* **SELECTED TEXT**:
Krissa Curran has one really clear memory from a business class she took with DJ Singh in high school.
“We were doing a chapter on entrepreneurship, and I remember saying, ‘God, I would never do a startup, it just sounds like there is so much risk and no stability!'” Krissa said. “But here I am doing one.”
Krissa and DJ met nearly 10 years ago at high school in Hong Kong, and today, these best friends are chasing their dreams by working together on FOF Travel, a startup co-founded by Krissa and Mark Strickland.
“Life just kind of takes you wherever it wants to,” Krissa said. “When an idea like this falls into your head and you really really believe in it, you’ll do whatever it takes to get it to life because you believe in it so much.”
Both Krissa and DJ attribute FOF Travel to their TCK upbringing. Krissa, who is FOF Travel’s CEO, was born in San Francisco to Filipino and Scottish parents, and has lived in The Philippines, Singapore, Hong Kong and the UK. DJ, who is the Head of Marketing, was born in Singapore and has lived in New Zealand, Brunei, Hong Kong, Australia and the UK. FOF Travel launched last year and is an online marketplace and social network that allows friends, and friends of friends, to exchange travel services like accommodation, storage facilities, travel tips and advice for free.
What made you want to start FOF Travel?
Krissa: DJ and I met in Hong Kong at international school, and once we graduated, we moved to different sides of the world. I went to London, he went to Australia, and all of our friends spread out. Every time we met in Hong Kong, we saw what a great bond Third Culture Kids share.

* **DATASET RECORDS**:
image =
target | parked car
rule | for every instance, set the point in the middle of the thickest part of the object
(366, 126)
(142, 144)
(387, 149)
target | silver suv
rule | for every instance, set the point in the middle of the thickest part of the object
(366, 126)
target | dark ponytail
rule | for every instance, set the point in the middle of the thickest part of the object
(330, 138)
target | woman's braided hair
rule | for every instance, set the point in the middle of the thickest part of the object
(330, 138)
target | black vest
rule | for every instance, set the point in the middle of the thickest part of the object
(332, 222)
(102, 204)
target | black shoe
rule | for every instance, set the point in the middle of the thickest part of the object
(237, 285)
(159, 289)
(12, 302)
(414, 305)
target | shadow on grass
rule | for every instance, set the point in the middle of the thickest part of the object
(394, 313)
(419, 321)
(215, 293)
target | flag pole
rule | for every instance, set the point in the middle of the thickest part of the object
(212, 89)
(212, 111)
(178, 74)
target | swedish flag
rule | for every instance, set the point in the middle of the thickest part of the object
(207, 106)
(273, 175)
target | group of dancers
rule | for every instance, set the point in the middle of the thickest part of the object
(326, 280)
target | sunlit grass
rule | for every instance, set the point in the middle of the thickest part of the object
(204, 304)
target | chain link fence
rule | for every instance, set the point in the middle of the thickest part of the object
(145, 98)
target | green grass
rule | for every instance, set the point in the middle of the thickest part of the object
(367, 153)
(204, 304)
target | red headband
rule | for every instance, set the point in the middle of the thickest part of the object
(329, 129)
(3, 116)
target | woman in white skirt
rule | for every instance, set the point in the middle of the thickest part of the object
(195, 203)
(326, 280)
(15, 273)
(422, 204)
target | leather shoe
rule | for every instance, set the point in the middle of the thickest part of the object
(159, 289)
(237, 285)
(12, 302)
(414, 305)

* **PROBLEMS**:
**1)** Rewrite the lines of the records starting with the line with "target | swedish flag" and going on through the end of the records, swapping "thickest part" for "widest part" and leaving everything else unchanged. Give only those lines.
**2)** Extend the piece about the founding of FOF Travel, picking up after its final sentence.
The text and the records were drawn from unrelated sources.

* **ANSWERS PROVIDED**:
**1)**
target | swedish flag
rule | for every instance, set the point in the middle of the widest part of the object
(207, 106)
(273, 175)
target | group of dancers
rule | for every instance, set the point in the middle of the widest part of the object
(326, 280)
target | sunlit grass
rule | for every instance, set the point in the middle of the widest part of the object
(204, 304)
target | chain link fence
rule | for every instance, set the point in the middle of the widest part of the object
(145, 98)
target | green grass
rule | for every instance, set the point in the middle of the widest part of the object
(367, 153)
(204, 304)
target | red headband
rule | for every instance, set the point in the middle of the widest part of the object
(329, 129)
(3, 116)
target | woman in white skirt
rule | for every instance, set the point in the middle of the widest part of the object
(195, 203)
(326, 280)
(15, 273)
(422, 204)
target | leather shoe
rule | for every instance, set the point in the middle of the widest part of the object
(159, 289)
(237, 285)
(12, 302)
(414, 305)

**2)**
TCKs just get one another, and we wanted to find a way to work together and share this TCK experience with other people. The best thing about being a TCK is having this international network. How can we share this lifestyle? How can we enable people to latch onto these international networks, so that they can travel like a Third Culture Kid?
DJ: Krissa and I have been thinking of some way to work together for a long time, and we always wanted to do something with TCKness. When I heard this idea, I was like, “Well of course!”
What makes FOF Travel different from other sites like Airbnb or Couchsurfing?
Krissa: Airbnb, Couchsurfing, we are all in the travel community sharing space. The key product offering difference is that with Couchsurfing and they might be free and public, but they do have a safety issues because you are opening your door to anyone and everyone. And with Airbnb, it’s safe but it’s not free. With FOF travel, we’re trying to say to users that it is safe, and it is for free.
Have you always wanted to work for a startup?
Krissa: I knew from a young age that I wanted to be in advertising and marketing because I like telling stories, and for me it was about communicating well and getting a message out there. Before FOF, I was an account manager at a digital agency in London, working on online marketing and advertising for 2 years. Because it was online, it was advertising on speed. You were putting in a lot of hours for the firm, which was a small boutique started up by my boss. We were putting in extra time to make his dreams come true, and I thought, If I spent this much time on something I actually believed in, I might actually get somewhere.
DJ, Krissa, and Mark
What’s the hardest part about working on a startup?
DJ: The first year, because I was working in Melbourne and Krissa and Mark were in London and I was literally on the other side of the world. The time difference was impossible and one of the hardest parts for me.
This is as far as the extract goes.